--- START Recorded information ---

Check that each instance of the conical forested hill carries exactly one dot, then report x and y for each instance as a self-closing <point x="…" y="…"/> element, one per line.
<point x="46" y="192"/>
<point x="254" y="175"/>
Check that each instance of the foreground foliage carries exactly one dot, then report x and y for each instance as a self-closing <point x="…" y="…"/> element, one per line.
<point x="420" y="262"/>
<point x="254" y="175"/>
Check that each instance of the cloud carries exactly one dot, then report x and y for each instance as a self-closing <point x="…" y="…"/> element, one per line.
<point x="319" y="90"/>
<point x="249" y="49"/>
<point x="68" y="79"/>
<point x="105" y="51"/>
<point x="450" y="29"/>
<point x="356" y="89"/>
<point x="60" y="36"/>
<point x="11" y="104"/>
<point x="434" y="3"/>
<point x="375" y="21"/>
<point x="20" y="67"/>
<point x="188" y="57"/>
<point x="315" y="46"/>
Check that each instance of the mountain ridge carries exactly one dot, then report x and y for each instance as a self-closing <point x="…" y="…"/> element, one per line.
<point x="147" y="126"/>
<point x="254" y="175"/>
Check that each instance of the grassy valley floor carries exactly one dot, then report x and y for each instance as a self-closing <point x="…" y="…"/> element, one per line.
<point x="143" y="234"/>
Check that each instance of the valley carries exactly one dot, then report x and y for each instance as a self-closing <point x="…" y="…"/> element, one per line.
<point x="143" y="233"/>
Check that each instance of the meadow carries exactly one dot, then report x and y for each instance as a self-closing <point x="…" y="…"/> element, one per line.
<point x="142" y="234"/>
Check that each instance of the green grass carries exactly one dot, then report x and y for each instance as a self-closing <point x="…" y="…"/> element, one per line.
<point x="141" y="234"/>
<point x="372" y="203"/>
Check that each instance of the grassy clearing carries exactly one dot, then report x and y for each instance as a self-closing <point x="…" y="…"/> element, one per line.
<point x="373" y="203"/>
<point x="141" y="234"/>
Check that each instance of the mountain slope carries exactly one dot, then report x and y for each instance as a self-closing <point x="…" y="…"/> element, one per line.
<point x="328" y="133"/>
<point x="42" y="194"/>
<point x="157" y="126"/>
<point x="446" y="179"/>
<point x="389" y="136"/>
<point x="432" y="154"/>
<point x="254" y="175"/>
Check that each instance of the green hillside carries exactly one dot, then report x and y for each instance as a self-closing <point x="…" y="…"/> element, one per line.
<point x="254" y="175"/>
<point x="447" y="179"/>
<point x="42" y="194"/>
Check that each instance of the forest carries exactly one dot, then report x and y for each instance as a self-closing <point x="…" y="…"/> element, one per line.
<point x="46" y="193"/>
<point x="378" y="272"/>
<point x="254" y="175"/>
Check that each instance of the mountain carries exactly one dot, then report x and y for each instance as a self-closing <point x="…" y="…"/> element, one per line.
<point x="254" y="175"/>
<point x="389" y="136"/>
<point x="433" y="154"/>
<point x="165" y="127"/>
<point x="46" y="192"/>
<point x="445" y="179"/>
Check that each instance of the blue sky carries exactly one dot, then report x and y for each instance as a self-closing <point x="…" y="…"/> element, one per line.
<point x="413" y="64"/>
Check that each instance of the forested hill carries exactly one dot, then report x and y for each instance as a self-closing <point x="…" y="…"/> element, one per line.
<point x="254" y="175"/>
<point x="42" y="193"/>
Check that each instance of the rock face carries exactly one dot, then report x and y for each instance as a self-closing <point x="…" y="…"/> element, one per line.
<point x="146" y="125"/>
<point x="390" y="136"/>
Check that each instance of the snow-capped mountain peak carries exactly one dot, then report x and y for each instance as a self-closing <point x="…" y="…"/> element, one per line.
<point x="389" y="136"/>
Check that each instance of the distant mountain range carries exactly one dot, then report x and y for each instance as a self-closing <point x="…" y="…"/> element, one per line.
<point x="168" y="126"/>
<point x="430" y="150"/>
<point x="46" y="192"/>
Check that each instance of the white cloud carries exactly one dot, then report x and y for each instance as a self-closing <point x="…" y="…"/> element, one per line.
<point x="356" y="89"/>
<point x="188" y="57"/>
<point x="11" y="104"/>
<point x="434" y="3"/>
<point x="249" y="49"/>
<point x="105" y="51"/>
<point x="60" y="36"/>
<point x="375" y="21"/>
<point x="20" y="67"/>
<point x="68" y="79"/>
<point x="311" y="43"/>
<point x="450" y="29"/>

--- END Recorded information ---

§ **Prompt**
Update all the items above by replacing "exactly one dot" with "a single dot" wherever it appears, and leave everything else unchanged.

§ **Written answer**
Check that each instance of the conical forested hill carries a single dot, then report x and y for each instance as a self-closing <point x="…" y="…"/> element, one per line.
<point x="46" y="192"/>
<point x="254" y="175"/>
Check that each instance of the foreground foliage carries a single dot, then report x and y for each instance as a self-closing <point x="…" y="…"/> element, one per line.
<point x="420" y="262"/>
<point x="254" y="175"/>
Check that each instance of the cloud carries a single dot, then report x and y for each instance as a self-closing <point x="…" y="…"/> element, one per line.
<point x="319" y="90"/>
<point x="249" y="49"/>
<point x="68" y="79"/>
<point x="105" y="51"/>
<point x="450" y="29"/>
<point x="356" y="89"/>
<point x="60" y="36"/>
<point x="11" y="104"/>
<point x="434" y="3"/>
<point x="375" y="21"/>
<point x="20" y="67"/>
<point x="188" y="57"/>
<point x="315" y="46"/>
Check that each instance of the mountain ridge carries a single dot, then report x and y for each instance as a self-closing <point x="…" y="…"/> element, one per line.
<point x="147" y="126"/>
<point x="254" y="175"/>
Check that each instance of the grassy valley floor carries a single dot, then report x and y for each instance as a self-closing <point x="…" y="…"/> element, one per line.
<point x="143" y="234"/>
Check that each instance of the valley carries a single dot, then report x and y for each instance as a self-closing <point x="…" y="…"/> element, one per line.
<point x="143" y="233"/>
Check that each instance of the meadow carries a single dot, then report x and y for each instance as a self-closing <point x="…" y="…"/> element, one per line.
<point x="142" y="234"/>
Check that each instance of the green grass carries a single dot, then report x and y for each instance as a self-closing <point x="…" y="…"/> element, one per line.
<point x="141" y="234"/>
<point x="372" y="203"/>
Check that each instance of the grassy clearing carries a single dot, then report x and y for each instance as a self-closing <point x="…" y="…"/> element, one per line.
<point x="373" y="203"/>
<point x="141" y="234"/>
Check that each instance of the mountain slope carries a single dot, then report x and y for each instance as a self-closing <point x="…" y="…"/> element, one per line.
<point x="328" y="133"/>
<point x="42" y="194"/>
<point x="157" y="126"/>
<point x="446" y="179"/>
<point x="389" y="136"/>
<point x="432" y="154"/>
<point x="254" y="175"/>
Check that each instance of the green hillside carries a single dot, then report x and y for each instance as a self-closing <point x="…" y="…"/> element, one per line.
<point x="254" y="175"/>
<point x="447" y="179"/>
<point x="42" y="194"/>
Check that each instance of the forest carries a single dot, then report x and y for each instance as a self-closing <point x="…" y="…"/> element, one per line.
<point x="46" y="193"/>
<point x="378" y="272"/>
<point x="254" y="175"/>
Check that each instance of the mountain carries a single dot, then report x and y for each instance as a self-closing <point x="…" y="…"/> element, one per line.
<point x="254" y="175"/>
<point x="389" y="136"/>
<point x="433" y="154"/>
<point x="165" y="127"/>
<point x="46" y="192"/>
<point x="445" y="179"/>
Check that each instance of the blue sky carries a single dot, then report x and y for each instance as a self-closing <point x="…" y="…"/> element, one per line.
<point x="413" y="64"/>
Check that each instance of the forested hill carries a single dot, then report x and y for each instance as a self-closing <point x="…" y="…"/> element, one per line.
<point x="254" y="175"/>
<point x="42" y="193"/>
Check that each instance of the rock face carries a single dot, then report x and y for each instance as a self-closing <point x="…" y="…"/> element, one per line.
<point x="146" y="125"/>
<point x="390" y="136"/>
Check that each instance of the snow-capped mountain peak carries a single dot, then report x and y for each instance as a self-closing <point x="…" y="…"/> element, one per line.
<point x="389" y="136"/>
Check that each instance of the distant mountain range carries a single dot, then report x and y for each instance as a self-closing <point x="…" y="…"/> element, one per line.
<point x="168" y="126"/>
<point x="430" y="150"/>
<point x="46" y="192"/>
Check that each instance of the white cloud carries a single dot, then report x and y for each instance as a self-closing <point x="…" y="…"/> element, one per line.
<point x="356" y="89"/>
<point x="188" y="57"/>
<point x="11" y="104"/>
<point x="434" y="3"/>
<point x="249" y="49"/>
<point x="105" y="51"/>
<point x="60" y="36"/>
<point x="375" y="21"/>
<point x="20" y="67"/>
<point x="68" y="79"/>
<point x="311" y="43"/>
<point x="450" y="29"/>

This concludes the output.